##### Selected passage
A new study published online today in the Journal of the American College of Surgeons finds hospitals participating in a regional collaborative of the American College of Surgeon's National Surgical Quality Improvement Program (ACS NSQIP-), achieved substantial improvements in surgical outcomes, such as reducing the rates of acute renal failure and surgical site infections. The collaborative also saved $2,197,543 per 10,000 general and vascular surgery cases when comparing results from 2010 with results from 2009. ACS NSQIP is the leading nationally validated, risk-adjusted, outcomes-based program to measure and improve the quality of surgical care in the private sector.
The Tennessee Surgical Quality Collaborative (TSQC) collected ACS NSQIP data from 10 participating hospitals to examine and identify trends in surgical outcomes and evaluate best practices among these hospitals. The study evaluated 20 categories of postoperative complications, 30-day mortality rates, and hospital costs associated with postoperative complications in a total of 14,205 surgical cases in 2009 and 14,901 surgical cases in 2010.
"We demonstrated that hospitals in a collaborative can greatly improve their quality by sharing data, comparing results, and evaluating best practices and process improvement approaches with their peers," said Joseph B. Cofer MD, FACS, statewide surgeon champion for the collaborative, author of the study and professor of surgery and surgery residency program director, Department of Surgery, at the University of Tennessee College of Medicine-Chattanooga.
##########
##### Entries supplied
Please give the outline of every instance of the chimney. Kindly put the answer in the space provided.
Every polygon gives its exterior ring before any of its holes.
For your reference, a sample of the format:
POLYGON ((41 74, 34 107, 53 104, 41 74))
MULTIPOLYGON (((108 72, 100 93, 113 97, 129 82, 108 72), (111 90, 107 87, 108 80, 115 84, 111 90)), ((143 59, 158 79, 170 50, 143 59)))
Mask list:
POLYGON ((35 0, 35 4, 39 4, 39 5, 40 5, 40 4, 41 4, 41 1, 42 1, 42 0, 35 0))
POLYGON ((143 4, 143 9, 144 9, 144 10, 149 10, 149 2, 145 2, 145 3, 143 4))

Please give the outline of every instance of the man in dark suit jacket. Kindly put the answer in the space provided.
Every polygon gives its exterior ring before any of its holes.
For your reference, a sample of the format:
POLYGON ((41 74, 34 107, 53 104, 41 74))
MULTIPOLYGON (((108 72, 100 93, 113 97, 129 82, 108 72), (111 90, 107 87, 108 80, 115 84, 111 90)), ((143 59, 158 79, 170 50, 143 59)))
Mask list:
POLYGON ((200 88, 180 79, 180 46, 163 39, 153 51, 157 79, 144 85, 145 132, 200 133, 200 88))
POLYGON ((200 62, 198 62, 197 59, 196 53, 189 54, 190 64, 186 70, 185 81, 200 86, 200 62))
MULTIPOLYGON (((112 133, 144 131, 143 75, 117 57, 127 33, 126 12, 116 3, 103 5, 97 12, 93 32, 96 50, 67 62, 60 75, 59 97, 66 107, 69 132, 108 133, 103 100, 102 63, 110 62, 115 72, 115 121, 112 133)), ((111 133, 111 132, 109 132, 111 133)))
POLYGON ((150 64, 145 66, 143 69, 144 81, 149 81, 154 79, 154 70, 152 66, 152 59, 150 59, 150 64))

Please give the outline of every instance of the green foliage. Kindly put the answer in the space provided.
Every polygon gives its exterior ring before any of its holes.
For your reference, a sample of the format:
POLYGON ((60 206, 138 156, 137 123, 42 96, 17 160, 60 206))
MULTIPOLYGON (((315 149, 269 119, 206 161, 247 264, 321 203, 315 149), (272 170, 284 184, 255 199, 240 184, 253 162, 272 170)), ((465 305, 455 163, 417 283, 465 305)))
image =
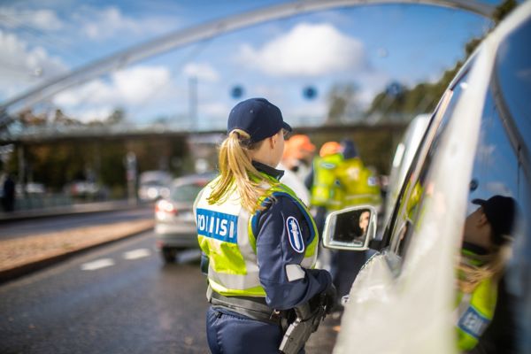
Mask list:
MULTIPOLYGON (((515 0, 505 0, 501 4, 493 15, 495 24, 497 25, 516 6, 515 0)), ((379 114, 384 118, 398 115, 412 119, 417 114, 433 112, 451 80, 482 40, 483 38, 471 39, 465 45, 465 58, 458 61, 453 68, 446 70, 437 82, 421 82, 412 88, 406 88, 400 99, 389 97, 385 91, 376 95, 366 115, 379 114)))

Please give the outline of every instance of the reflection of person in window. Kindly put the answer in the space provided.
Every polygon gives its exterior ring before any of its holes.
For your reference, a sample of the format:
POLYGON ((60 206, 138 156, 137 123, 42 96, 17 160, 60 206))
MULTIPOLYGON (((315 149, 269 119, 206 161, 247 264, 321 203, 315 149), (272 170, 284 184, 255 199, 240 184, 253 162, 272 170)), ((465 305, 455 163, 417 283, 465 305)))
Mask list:
POLYGON ((343 242, 354 242, 357 245, 363 244, 369 225, 370 215, 370 212, 366 211, 359 216, 358 216, 358 213, 354 213, 349 218, 339 218, 338 229, 341 232, 335 239, 343 242))
POLYGON ((512 197, 474 199, 480 207, 465 221, 458 273, 458 347, 501 352, 513 346, 510 296, 503 283, 505 252, 515 219, 512 197), (498 327, 497 323, 500 323, 498 327))
POLYGON ((369 218, 371 212, 366 211, 359 215, 359 228, 361 229, 361 235, 356 241, 365 241, 366 235, 367 235, 367 228, 369 227, 369 218))

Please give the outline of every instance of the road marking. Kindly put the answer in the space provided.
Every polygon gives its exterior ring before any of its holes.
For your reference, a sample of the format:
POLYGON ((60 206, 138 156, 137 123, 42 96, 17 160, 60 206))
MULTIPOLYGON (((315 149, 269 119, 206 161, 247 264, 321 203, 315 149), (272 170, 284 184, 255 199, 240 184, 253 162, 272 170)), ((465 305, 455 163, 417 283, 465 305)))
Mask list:
POLYGON ((138 249, 124 252, 124 259, 136 259, 143 257, 149 257, 151 255, 151 251, 148 249, 138 249))
POLYGON ((114 266, 114 260, 112 260, 112 258, 101 258, 92 262, 82 264, 81 270, 95 271, 96 269, 101 269, 111 266, 114 266))
POLYGON ((177 253, 177 263, 187 263, 201 258, 200 250, 187 250, 177 253))

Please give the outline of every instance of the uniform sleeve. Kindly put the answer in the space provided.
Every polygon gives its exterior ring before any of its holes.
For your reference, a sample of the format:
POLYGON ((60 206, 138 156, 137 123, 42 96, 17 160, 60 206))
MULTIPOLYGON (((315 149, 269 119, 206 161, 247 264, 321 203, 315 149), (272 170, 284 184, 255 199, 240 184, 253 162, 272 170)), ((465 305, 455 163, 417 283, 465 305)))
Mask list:
POLYGON ((305 303, 332 281, 326 270, 300 266, 304 252, 296 250, 296 245, 294 247, 289 241, 287 223, 290 217, 298 221, 305 250, 312 241, 310 227, 289 197, 277 197, 258 220, 257 257, 260 283, 266 289, 267 304, 278 310, 305 303))

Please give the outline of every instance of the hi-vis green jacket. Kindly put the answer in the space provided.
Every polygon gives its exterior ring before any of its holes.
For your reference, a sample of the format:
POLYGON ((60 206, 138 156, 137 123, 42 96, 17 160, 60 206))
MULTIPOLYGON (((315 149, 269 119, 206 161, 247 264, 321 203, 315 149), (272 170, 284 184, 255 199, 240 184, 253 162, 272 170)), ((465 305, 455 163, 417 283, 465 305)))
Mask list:
POLYGON ((340 153, 314 158, 311 199, 312 206, 324 206, 329 211, 342 208, 344 192, 337 179, 337 168, 342 159, 340 153))
MULTIPOLYGON (((461 250, 468 264, 481 266, 477 255, 468 250, 461 250)), ((497 299, 497 284, 491 279, 481 281, 471 294, 458 294, 458 348, 470 350, 478 343, 480 336, 494 316, 497 299)))
POLYGON ((196 200, 197 238, 209 258, 208 281, 214 291, 266 297, 271 307, 289 309, 323 291, 330 276, 312 269, 319 237, 306 207, 272 177, 280 171, 255 164, 273 170, 263 173, 270 189, 258 201, 266 208, 251 215, 242 207, 235 189, 224 202, 210 204, 216 179, 196 200))

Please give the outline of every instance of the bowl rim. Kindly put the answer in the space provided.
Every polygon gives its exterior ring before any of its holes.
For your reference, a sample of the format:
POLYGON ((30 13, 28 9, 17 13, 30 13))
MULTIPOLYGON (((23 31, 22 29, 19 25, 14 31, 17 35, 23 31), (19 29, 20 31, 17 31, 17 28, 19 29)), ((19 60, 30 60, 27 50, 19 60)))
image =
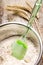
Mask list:
POLYGON ((27 24, 24 24, 24 23, 21 23, 21 22, 7 22, 7 23, 2 23, 0 25, 0 27, 5 26, 5 25, 10 25, 10 24, 17 24, 17 25, 22 25, 24 27, 30 28, 35 33, 35 35, 38 37, 38 40, 40 42, 40 53, 39 53, 39 57, 38 57, 38 59, 37 59, 37 61, 35 63, 35 65, 37 65, 39 63, 40 59, 41 59, 41 56, 42 56, 42 40, 41 40, 40 35, 37 33, 37 31, 34 28, 32 28, 32 26, 30 26, 30 25, 27 26, 27 24))

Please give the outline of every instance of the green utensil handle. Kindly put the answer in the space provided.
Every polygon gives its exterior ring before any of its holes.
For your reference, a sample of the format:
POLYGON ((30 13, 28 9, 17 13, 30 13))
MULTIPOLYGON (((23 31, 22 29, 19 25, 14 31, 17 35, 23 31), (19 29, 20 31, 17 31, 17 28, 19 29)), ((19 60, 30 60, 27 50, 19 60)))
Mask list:
POLYGON ((32 10, 32 15, 31 15, 31 17, 30 17, 30 19, 29 19, 29 24, 30 24, 30 25, 32 25, 32 23, 33 23, 33 21, 34 21, 36 15, 37 15, 37 13, 38 13, 38 11, 39 11, 39 9, 40 9, 41 4, 42 4, 42 0, 37 0, 37 1, 36 1, 35 5, 34 5, 34 8, 33 8, 33 10, 32 10))

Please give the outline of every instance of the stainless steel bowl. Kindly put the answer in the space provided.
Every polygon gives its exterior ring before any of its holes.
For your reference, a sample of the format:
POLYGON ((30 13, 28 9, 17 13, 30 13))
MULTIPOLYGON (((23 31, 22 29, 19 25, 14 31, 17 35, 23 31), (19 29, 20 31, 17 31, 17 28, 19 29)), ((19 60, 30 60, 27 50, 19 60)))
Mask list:
POLYGON ((0 42, 3 41, 4 39, 15 36, 15 35, 23 35, 27 28, 29 29, 27 37, 33 41, 33 43, 39 47, 39 55, 38 59, 35 63, 37 65, 40 61, 41 55, 42 55, 42 41, 39 36, 39 34, 30 26, 27 26, 26 24, 22 23, 6 23, 6 24, 1 24, 0 25, 0 42))

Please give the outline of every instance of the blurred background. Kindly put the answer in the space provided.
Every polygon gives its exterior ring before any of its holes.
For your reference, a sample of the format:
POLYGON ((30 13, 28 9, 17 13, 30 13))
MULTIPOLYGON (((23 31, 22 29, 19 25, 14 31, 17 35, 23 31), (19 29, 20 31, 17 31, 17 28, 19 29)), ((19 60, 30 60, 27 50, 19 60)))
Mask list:
MULTIPOLYGON (((36 0, 0 0, 0 25, 2 23, 12 21, 18 21, 18 22, 21 21, 23 23, 28 22, 35 2, 36 0), (15 9, 19 12, 19 14, 17 14, 17 12, 15 11, 9 12, 8 6, 15 6, 15 9), (19 10, 19 8, 21 9, 19 10)), ((43 43, 43 2, 35 18, 35 22, 32 26, 41 36, 43 43)), ((43 65, 43 54, 39 65, 43 65)))

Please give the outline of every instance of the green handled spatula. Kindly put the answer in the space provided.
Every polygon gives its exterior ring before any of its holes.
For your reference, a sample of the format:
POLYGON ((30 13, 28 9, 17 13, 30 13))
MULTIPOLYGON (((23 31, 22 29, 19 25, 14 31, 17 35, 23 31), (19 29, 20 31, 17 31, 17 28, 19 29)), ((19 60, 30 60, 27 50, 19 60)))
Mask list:
MULTIPOLYGON (((29 19, 30 26, 32 25, 32 23, 34 21, 35 16, 37 15, 37 12, 39 11, 41 4, 42 4, 42 0, 36 1, 36 4, 32 11, 32 15, 29 19)), ((28 33, 28 31, 29 31, 29 29, 27 29, 26 33, 22 36, 23 39, 26 37, 26 34, 28 33)), ((26 54, 27 48, 28 48, 28 45, 25 43, 24 40, 17 39, 16 42, 14 42, 11 45, 12 56, 14 56, 15 58, 17 58, 19 60, 23 59, 26 54)))

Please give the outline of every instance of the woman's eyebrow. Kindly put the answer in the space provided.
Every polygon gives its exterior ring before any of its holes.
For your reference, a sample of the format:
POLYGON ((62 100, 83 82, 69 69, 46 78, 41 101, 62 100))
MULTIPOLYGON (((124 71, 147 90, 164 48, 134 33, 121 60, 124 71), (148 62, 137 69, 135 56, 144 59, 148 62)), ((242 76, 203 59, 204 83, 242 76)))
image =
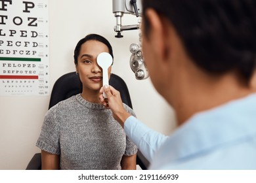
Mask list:
POLYGON ((83 57, 87 57, 87 58, 93 58, 93 56, 92 55, 90 55, 90 54, 83 54, 81 56, 80 58, 82 58, 83 57))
##########
— Work task A —
Recast the paragraph of the surgical collaborative article that begins "The Tennessee Surgical Quality Collaborative (TSQC) collected" as a short bulleted list, keeping its main facts.
— Work task B —
According to the surgical collaborative article, how much did the collaborative save per 10,000 general and vascular surgery cases when 2010 results were compared with 2009?
— Work task C —
Proceed with the article on the Tennessee surgical collaborative study, continuing from its last sentence.
The listing has no connection to the article on the Tennessee surgical collaborative.

— Task output A —
- The Tennessee Surgical Quality Collaborative (TSQC) gathered ACS NSQIP data from 10 participating hospitals.
- Purpose: identify trends in surgical outcomes and evaluate best practices among these hospitals.
- Measures: 20 categories of postoperative complications, 30-day mortality rates, and hospital costs tied to postoperative complications.
- Cases: 14,205 surgical cases in 2009 and 14,901 in 2010.

— Task output B —
$2,197,543 per 10,000 general and vascular surgery cases.

— Task output C —
The Tennessee collaborative saw improvements in such procedures as acute renal failure (25.1% reduction, P = 0.023), graft/prosthesis/flap failure (60.5% reduction, P < 0.0001), ventilator greater than 48 hours (14.7% reduction, P = 0.012), superficial site infection (18.9% reduction P = 0.0005), and wound disruption (34.3% reduction, P = 0.011), according to the researchers. These improvements led to a net savings of nearly $2.2 million per 10,000 general and vascular procedures, according to the study. As ACS NSQIP collects only a sample of cases done, the implications for total costs avoided are much greater. It is estimated that 10,000 cases represents only about one fourth of the total general and vascular surgery cases done in the TSQC hospitals in 2009 and 2010. If the ACS NSQIP methodology were applied to all cases, the total costs avoided might be more than $8 million when comparing the results from 2010 with those from 2009.
According to the researchers, improvements in areas such as skin and soft tissue/wound disruption and ventilator management may be credited to the identification of a problem and rapid change in practice based upon evidence-based medicine.1 Improvements in renal and graft failure may be attributed to overall attention being focused on a problem that was uncovered through involvement in ACS NSQIP.
"While previous studies have shown that participation in quality improvement programs such as ACS NSQIP have been shown to save lives, improve health and reduce costs, the Tennessee collaborative illustrates that participation in an ACS NSQIP collaborative can accelerate those benefits and take quality improvement to a whole new level," said Oscar D. Guillamondegui, MD, MPH, FACS, lead author and associate professor of surgery at Vanderbilt University Medical Center, Nashville.